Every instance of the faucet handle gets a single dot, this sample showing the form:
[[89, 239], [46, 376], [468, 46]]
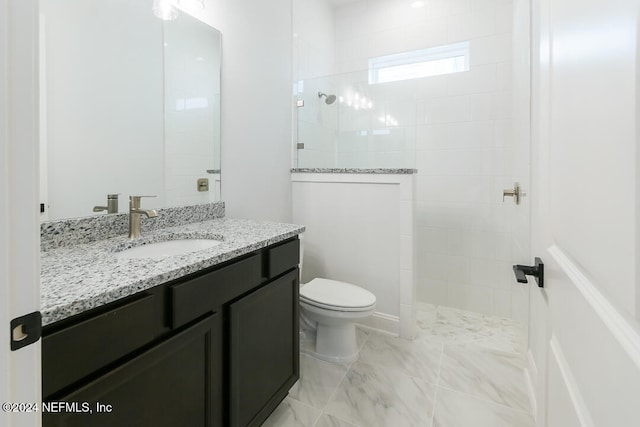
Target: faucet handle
[[134, 201]]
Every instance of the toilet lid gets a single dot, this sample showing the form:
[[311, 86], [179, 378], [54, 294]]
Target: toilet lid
[[332, 294]]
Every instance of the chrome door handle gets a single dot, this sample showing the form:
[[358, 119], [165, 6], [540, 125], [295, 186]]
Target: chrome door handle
[[515, 193]]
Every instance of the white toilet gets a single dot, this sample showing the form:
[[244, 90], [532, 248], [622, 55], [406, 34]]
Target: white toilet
[[334, 307]]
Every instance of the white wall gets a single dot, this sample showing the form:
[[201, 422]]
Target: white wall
[[359, 229], [98, 109], [256, 105], [20, 371], [192, 109], [464, 130]]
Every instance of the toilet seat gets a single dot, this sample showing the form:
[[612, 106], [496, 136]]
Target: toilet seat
[[337, 296]]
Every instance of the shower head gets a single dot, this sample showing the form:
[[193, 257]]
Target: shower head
[[330, 99]]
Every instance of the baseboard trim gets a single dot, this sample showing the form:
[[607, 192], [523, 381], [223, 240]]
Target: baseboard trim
[[579, 405], [382, 322]]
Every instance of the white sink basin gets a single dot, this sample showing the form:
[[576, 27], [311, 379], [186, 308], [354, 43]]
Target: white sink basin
[[167, 248]]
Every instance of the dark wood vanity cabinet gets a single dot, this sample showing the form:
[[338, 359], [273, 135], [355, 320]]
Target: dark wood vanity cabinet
[[263, 350], [216, 348]]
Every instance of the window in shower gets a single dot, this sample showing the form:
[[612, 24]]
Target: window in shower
[[433, 61]]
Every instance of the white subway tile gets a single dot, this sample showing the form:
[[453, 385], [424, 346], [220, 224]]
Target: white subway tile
[[471, 25], [491, 49], [504, 18], [431, 240], [471, 298], [432, 291], [479, 79]]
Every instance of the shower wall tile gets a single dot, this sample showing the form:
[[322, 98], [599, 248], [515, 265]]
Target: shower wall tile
[[459, 130]]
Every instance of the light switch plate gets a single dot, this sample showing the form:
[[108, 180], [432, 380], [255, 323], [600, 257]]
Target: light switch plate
[[203, 184]]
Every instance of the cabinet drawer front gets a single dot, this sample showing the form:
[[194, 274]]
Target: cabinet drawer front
[[76, 351], [205, 293], [175, 383], [282, 258]]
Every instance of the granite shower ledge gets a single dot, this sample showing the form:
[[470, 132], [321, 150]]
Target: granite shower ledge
[[380, 171], [78, 278]]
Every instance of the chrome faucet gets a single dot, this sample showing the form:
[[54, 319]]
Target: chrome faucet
[[112, 204], [134, 215]]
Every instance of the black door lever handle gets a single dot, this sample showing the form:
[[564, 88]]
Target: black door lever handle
[[537, 271]]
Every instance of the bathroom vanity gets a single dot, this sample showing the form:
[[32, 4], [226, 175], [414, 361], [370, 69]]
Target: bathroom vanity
[[217, 346]]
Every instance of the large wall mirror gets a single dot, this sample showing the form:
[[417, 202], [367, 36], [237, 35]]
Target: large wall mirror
[[130, 105]]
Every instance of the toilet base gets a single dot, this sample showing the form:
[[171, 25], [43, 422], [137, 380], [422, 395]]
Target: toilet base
[[336, 343]]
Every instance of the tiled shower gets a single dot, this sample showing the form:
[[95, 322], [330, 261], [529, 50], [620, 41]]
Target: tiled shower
[[456, 129]]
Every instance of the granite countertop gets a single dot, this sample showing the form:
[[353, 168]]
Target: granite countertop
[[77, 278]]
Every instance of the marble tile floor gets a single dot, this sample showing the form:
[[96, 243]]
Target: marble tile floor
[[463, 369]]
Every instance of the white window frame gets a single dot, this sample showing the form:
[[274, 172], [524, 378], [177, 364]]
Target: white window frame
[[406, 65]]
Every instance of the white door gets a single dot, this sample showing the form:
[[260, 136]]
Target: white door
[[585, 338], [19, 213]]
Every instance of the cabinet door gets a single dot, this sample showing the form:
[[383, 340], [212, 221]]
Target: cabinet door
[[175, 383], [264, 350]]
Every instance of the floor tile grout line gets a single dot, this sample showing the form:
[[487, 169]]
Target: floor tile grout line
[[482, 399], [435, 393], [335, 390]]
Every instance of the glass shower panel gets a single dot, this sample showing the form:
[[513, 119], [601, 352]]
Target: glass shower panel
[[346, 122]]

···

• _What you are asked to do_:
After locating the line with "[[193, 257]]" in the material above, return it and each line after it exactly, ending at the line with "Every instance of the large".

• _Written solution_:
[[193, 257]]
Target: shower head
[[330, 99]]
Every instance of the baseboard trim gets a single dot, this sample showing the form:
[[607, 192], [523, 381], [223, 240]]
Target: baseboard trim
[[579, 405], [382, 322]]
Every instance of the white sink basin gets a single dot, this sample showing the form:
[[576, 27], [311, 379], [186, 308], [354, 43]]
Target: white sink basin
[[167, 248]]
Every instance of the dark wood vanity cabinet gets a single dot, this sample showing the form:
[[338, 359], [273, 135], [355, 320]]
Target: dark wood vanity cabinet
[[263, 350], [216, 348]]
Every instance of the window in shower gets a single dot, this sample showing the form:
[[612, 24]]
Target: window in shower
[[433, 61]]
Every instance of the white subway tile gets a single dot, this sample showing the form:
[[453, 385], [424, 346], [220, 224]]
Target: white subway tile
[[471, 25], [491, 49], [504, 18], [431, 240], [471, 298], [432, 291], [479, 79]]
Every instance of the shower wall tile gets a single dot, this sample showing the form:
[[322, 98], [599, 248], [515, 265]]
Target: shower wall tile
[[459, 130]]
Every instance of the light switch plate gets a single dot, this sample showing the form:
[[108, 180], [432, 380], [255, 323], [600, 257]]
Target: light switch plate
[[203, 184]]
Every instance of the cabinet drawer front gets a single dot, this sample showing the form:
[[194, 274]]
Target: cabinet drawer front
[[76, 351], [205, 293], [175, 383], [282, 258]]
Every instance of the granite shower ledge gets a single dot, this sample showing the form:
[[470, 132], [321, 150]]
Target: granite shower ledge
[[380, 171], [78, 278]]
Every instance of the chrome faucet gets a single dot, this sample showing the form:
[[54, 319]]
Target: chrome faucet
[[112, 204], [134, 215]]
Every instance of the black door lever handle gets a single dot, this sample showing the form:
[[564, 88]]
Target: black door lever handle
[[537, 271]]
Every instance of the bathroom vanity gets a single dot, this sample showing the form:
[[32, 4], [226, 175], [414, 361], [370, 69]]
Target: bathroom vanity
[[217, 346]]
Every instance of the large wall mirror gets a single dot, this sample showing the form:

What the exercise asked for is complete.